**Assignment**
Please reproduce every entry below without omitting a single line.

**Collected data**
****************

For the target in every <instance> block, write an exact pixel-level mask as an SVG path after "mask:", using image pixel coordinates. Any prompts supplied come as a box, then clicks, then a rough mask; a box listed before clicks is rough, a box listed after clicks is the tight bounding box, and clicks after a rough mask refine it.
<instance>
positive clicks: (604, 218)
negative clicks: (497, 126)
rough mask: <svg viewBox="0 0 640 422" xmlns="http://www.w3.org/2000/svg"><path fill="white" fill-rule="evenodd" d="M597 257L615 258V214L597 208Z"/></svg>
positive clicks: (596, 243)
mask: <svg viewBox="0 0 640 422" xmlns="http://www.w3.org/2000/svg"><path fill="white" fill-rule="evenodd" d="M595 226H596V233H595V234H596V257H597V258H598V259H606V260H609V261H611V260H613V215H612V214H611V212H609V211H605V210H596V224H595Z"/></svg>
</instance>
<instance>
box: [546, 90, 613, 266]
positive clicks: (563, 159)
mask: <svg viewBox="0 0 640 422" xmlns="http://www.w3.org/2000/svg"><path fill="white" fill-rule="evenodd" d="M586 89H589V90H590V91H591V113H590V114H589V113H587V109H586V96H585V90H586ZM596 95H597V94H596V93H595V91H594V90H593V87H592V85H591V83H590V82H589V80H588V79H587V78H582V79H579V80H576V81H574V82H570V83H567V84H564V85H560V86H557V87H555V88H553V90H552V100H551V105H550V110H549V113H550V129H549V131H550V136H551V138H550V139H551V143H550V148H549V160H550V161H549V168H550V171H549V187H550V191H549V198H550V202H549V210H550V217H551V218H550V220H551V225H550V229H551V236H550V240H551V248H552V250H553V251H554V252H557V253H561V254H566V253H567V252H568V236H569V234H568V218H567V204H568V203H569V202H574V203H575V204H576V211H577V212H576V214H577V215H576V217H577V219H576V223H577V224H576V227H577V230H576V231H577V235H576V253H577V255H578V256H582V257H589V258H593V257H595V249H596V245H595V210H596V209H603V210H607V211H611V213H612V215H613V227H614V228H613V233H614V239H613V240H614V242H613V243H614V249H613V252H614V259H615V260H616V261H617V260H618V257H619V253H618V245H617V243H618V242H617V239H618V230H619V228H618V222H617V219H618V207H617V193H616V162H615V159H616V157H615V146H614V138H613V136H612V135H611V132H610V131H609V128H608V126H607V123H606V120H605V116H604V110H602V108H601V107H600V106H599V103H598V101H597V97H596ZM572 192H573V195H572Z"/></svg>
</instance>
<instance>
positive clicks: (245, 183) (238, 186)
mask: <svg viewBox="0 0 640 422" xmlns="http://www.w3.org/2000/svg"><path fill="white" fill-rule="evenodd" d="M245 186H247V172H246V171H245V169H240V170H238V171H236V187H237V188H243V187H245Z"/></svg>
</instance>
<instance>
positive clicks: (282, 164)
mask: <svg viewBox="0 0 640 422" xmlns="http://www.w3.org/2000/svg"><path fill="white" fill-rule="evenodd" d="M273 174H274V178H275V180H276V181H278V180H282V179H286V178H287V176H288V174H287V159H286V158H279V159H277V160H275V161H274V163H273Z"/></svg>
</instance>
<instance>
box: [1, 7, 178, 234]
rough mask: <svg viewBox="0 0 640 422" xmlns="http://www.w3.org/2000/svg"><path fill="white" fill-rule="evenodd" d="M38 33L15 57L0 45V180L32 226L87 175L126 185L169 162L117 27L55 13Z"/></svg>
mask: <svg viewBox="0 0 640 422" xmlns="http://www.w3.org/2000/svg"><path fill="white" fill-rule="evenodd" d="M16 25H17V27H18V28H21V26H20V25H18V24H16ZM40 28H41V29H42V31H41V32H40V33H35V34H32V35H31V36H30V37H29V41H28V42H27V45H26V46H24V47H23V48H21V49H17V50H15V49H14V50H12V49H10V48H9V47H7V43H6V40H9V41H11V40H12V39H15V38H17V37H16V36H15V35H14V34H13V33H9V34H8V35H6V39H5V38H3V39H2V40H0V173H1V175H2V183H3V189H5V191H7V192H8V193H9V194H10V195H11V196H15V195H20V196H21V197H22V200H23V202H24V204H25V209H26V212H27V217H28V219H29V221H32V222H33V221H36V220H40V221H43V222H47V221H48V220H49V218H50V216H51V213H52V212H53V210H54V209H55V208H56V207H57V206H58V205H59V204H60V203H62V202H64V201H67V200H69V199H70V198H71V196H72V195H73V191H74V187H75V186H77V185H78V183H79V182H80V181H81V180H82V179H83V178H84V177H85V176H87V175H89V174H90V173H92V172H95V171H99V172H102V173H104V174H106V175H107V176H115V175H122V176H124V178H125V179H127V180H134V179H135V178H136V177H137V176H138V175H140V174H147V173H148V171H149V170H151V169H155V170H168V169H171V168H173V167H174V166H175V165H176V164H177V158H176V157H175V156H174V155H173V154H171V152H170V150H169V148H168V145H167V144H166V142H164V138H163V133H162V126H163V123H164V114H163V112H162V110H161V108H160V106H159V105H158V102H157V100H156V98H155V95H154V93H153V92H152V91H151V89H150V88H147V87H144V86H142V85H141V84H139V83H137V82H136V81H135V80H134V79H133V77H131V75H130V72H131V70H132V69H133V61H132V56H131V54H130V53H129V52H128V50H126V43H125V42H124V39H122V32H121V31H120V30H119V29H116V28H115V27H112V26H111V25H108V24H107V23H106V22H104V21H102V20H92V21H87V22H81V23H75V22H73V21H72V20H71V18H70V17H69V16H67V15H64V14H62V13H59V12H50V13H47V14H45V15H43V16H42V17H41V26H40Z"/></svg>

****************

**Task solution**
For the target in every <instance> block, write an exact pixel-level mask as an SVG path after "mask:", using image pixel coordinates. Any prompts supplied come as a box, then clicks, then a rough mask; a box listed before clicks is rough, a box listed after clicks is the tight bounding box, and clicks after a rough mask refine it.
<instance>
positive clicks: (604, 218)
negative clicks: (497, 126)
rough mask: <svg viewBox="0 0 640 422" xmlns="http://www.w3.org/2000/svg"><path fill="white" fill-rule="evenodd" d="M597 257L615 258V214L597 208Z"/></svg>
positive clicks: (596, 243)
mask: <svg viewBox="0 0 640 422" xmlns="http://www.w3.org/2000/svg"><path fill="white" fill-rule="evenodd" d="M595 226H596V233H595V234H596V257H597V258H598V259H606V260H609V261H611V260H613V215H612V214H611V212H609V211H605V210H596V224H595Z"/></svg>
</instance>
<instance>
box: [546, 90, 613, 266]
positive clicks: (563, 159)
mask: <svg viewBox="0 0 640 422" xmlns="http://www.w3.org/2000/svg"><path fill="white" fill-rule="evenodd" d="M586 89H589V90H590V91H591V113H590V114H589V113H587V109H586V96H585V90H586ZM596 95H597V94H596V93H595V91H594V90H593V87H592V85H591V83H590V82H589V80H588V79H587V78H582V79H579V80H576V81H574V82H570V83H567V84H564V85H560V86H557V87H555V88H553V90H552V100H551V105H550V110H549V113H550V129H549V131H550V136H551V138H550V139H551V143H550V148H549V160H550V161H549V168H550V171H549V187H550V191H549V198H550V202H549V210H550V217H551V218H550V220H551V225H550V229H551V236H550V240H551V248H552V250H553V251H554V252H557V253H561V254H566V253H567V252H568V236H569V234H568V218H567V204H568V203H569V202H574V203H575V204H576V211H577V212H576V214H577V215H576V217H577V219H576V223H577V224H576V227H577V230H576V231H577V235H576V253H577V255H578V256H582V257H589V258H593V257H595V249H596V245H595V210H596V209H603V210H607V211H611V213H612V215H613V227H614V228H613V233H614V239H613V240H614V242H613V243H614V249H613V252H614V259H615V260H616V261H617V260H618V257H619V253H618V245H617V243H618V242H617V239H618V230H619V228H618V222H617V219H618V207H617V193H616V162H615V159H616V157H615V146H614V138H613V136H612V135H611V132H610V131H609V128H608V126H607V123H606V120H605V116H604V110H602V108H601V107H600V106H599V103H598V101H597V97H596ZM572 192H573V195H572Z"/></svg>
</instance>
<instance>
positive clicks: (245, 183) (238, 186)
mask: <svg viewBox="0 0 640 422" xmlns="http://www.w3.org/2000/svg"><path fill="white" fill-rule="evenodd" d="M245 186H247V172H246V171H245V169H240V170H238V171H236V187H237V188H243V187H245Z"/></svg>
</instance>
<instance>
positive clicks: (282, 164)
mask: <svg viewBox="0 0 640 422" xmlns="http://www.w3.org/2000/svg"><path fill="white" fill-rule="evenodd" d="M273 174H274V178H275V180H276V181H278V180H282V179H286V178H287V176H288V174H287V159H286V158H279V159H277V160H275V161H274V163H273Z"/></svg>
</instance>
<instance>
box: [1, 7, 178, 234]
rough mask: <svg viewBox="0 0 640 422" xmlns="http://www.w3.org/2000/svg"><path fill="white" fill-rule="evenodd" d="M38 33L15 57L0 45V180L32 226L87 175L126 185L169 162L117 27L55 13Z"/></svg>
mask: <svg viewBox="0 0 640 422" xmlns="http://www.w3.org/2000/svg"><path fill="white" fill-rule="evenodd" d="M16 25H17V27H18V28H21V26H20V25H18V24H16ZM40 28H41V29H42V31H41V32H40V33H35V34H32V35H31V36H30V37H29V41H28V42H27V45H26V46H24V47H23V48H21V49H17V50H15V49H14V50H12V49H10V48H9V47H7V43H6V40H9V41H11V40H12V39H15V38H17V37H16V36H15V35H14V34H13V33H9V34H8V35H6V39H5V38H3V39H2V40H0V173H1V175H2V183H3V189H5V191H7V192H8V193H9V194H10V195H11V196H15V195H20V196H21V197H22V200H23V202H24V204H25V209H26V212H27V217H28V219H29V221H32V222H33V221H36V220H40V221H43V222H47V221H48V220H49V218H50V216H51V213H52V212H53V210H54V209H55V208H56V207H57V206H58V205H59V204H60V203H62V202H64V201H67V200H69V199H70V198H71V196H72V195H73V191H74V187H75V186H77V185H78V183H79V182H80V181H81V180H82V179H83V178H84V177H85V176H87V175H89V174H90V173H92V172H95V171H99V172H102V173H104V174H106V175H107V176H115V175H122V176H124V178H125V179H127V180H134V179H135V178H136V177H137V176H138V175H140V174H147V173H148V171H149V170H151V169H155V170H168V169H171V168H173V167H174V166H175V165H176V164H177V158H176V157H175V156H174V155H173V154H171V152H170V150H169V148H168V145H167V144H166V142H164V138H163V133H162V126H163V123H164V114H163V112H162V110H161V108H160V106H159V105H158V102H157V100H156V98H155V95H154V93H153V92H152V91H151V89H150V88H147V87H144V86H142V85H141V84H139V83H137V82H136V81H135V80H134V79H133V77H131V75H130V72H131V70H132V69H133V61H132V56H131V54H130V53H129V52H128V50H126V43H125V42H124V39H122V32H121V31H120V30H119V29H116V28H115V27H112V26H111V25H108V24H107V23H106V22H104V21H102V20H92V21H87V22H81V23H75V22H73V21H72V20H71V18H70V17H69V16H67V15H64V14H62V13H59V12H50V13H47V14H45V15H43V16H42V17H41V26H40Z"/></svg>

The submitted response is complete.